← Back to team overview

zim-wiki team mailing list archive

Proof of Concept markdown export for zim

 

Dear all,

Attached a quick and dirty proof of concept for converting zim
formatting into markdown with pandoc extensions. This script takes a
file name for a zim page as argument and outputs markdown to stdout.
If the people interested in this could go ahead and test it I can
include it in the next version of zim as an export option. The script
requires zim to be installed, or at least to have zim modules in the
path.

To test it I suggest:
1) Create a page in the zim GUI with lots of markup
2) Convert it to markdown using this script and check if it looks as expected
3) Convert to html/pdf/... with pandoc and check again if it looks as expected

Feel free to mail any test results to me personally or put a bug in
the zim bug tracker.


Open issues & questions:

1) How to deal with checkbox lists ? Current I leave them in the same
syntax as zim (using "[ ]", "[*]" and "[x]") but this will not
translate well in pandoc's interpretation

2) How should we link to other files when exporting a notebook ? I can
link the file as "file:///path/to/file.txt" or as "./file.txt"

3) How to deal with underline / mark formatting ? Now rendering as
bold, which is acceptable for the time being

4) How to deal with indented paragraphs in zim ? Now ignoring any
indenting, because it would turn paragraphs into verbatim in markdown

5) How to deal with image properties, like setting width and height ?

§ **TASK**
Pick up the mailing list post about the zim markdown export after its last line and keep writing it.

§ **DATA BLOCK**

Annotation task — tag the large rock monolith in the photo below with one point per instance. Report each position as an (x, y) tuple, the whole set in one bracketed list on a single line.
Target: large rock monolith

§ **ANSWER FOR THE TASK**
6) How to deal with with tags (and in the future anchors) ? For now
will just put them in as plain text

7) How to deal with inline objects ? (This is a future feature being
tested, allows plugins to do custom rendering for a block of data.)
Probably can re-use syntax for verbatim with code highlighting
properties - e.g. ask to highlight as "x-zim-plugin-foo". This will be
transparent as verbatim text if not supported.


For proper export at least item 1) and 2) need to be addressed. Other
can be ignored because there is at least a fallback behavior that will
not mess up parsing in pandoc, and export is a one-way process.

However for native support in zim (which means storing all pages
directly in markdown) also 3) to 7) need to be addressed to make sure
we can write a page and then read it again getting the exact same
content. (And probable I forgot a few, but this is what I saw so far.)

Regards,

Jaap
# -*- coding: utf-8 -*-

# Copyright 2012 Jaap Karssenberg <jaap.karssenberg@xxxxxxxxx>

'''This module handles parsing and dumping wiki text'''

# OPEN ISSUES
# - how to deal with checkboxes ?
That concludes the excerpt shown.